Problem:
In the data below, find each line carrying the string "military" and copy it out.

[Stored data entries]
+ + + + + + +

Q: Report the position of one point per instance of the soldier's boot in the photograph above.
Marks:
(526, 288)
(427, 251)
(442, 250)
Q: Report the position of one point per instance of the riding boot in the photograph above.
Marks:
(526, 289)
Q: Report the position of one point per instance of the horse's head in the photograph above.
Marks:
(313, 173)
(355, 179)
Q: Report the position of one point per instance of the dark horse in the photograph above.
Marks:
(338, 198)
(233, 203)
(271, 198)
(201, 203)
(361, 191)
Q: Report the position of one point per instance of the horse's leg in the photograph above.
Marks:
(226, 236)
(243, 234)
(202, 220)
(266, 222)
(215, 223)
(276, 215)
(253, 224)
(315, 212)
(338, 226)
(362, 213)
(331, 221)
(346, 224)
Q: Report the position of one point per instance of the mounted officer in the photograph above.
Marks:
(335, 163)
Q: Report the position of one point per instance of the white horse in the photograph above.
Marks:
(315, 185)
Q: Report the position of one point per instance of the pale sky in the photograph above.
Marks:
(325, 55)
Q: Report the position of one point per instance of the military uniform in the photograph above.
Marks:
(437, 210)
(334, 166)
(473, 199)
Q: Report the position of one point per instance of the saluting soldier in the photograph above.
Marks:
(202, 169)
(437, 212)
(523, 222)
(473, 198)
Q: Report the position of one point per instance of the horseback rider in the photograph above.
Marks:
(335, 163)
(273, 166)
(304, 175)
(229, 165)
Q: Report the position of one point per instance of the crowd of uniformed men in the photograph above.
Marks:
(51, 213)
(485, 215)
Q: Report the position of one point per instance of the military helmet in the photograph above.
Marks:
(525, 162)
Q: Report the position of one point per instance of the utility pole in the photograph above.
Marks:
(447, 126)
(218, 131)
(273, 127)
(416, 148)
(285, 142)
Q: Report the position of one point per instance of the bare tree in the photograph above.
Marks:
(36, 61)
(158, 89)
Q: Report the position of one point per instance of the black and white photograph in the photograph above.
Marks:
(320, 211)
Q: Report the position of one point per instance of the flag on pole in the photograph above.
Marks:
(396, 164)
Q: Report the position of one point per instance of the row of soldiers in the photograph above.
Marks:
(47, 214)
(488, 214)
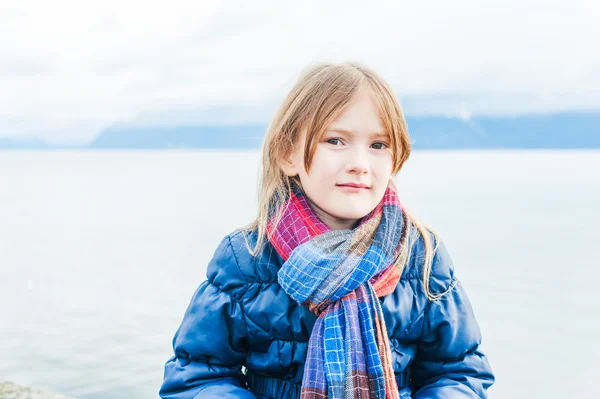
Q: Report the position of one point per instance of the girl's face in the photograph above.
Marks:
(351, 167)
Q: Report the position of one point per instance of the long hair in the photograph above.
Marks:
(316, 100)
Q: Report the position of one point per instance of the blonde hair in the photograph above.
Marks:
(316, 100)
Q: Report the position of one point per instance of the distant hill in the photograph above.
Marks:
(553, 130)
(240, 136)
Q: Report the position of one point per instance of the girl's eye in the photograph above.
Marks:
(380, 146)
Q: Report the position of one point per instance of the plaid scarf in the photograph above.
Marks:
(339, 275)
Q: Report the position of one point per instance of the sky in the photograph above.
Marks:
(69, 69)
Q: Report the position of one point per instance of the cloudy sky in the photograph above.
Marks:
(68, 69)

+ + + + + + +

Answer to this exercise:
Q: Report the position of one point per instance of the military uniform in the photograph above.
Q: Report the position of one point per instance of the military helmet in the photograph above.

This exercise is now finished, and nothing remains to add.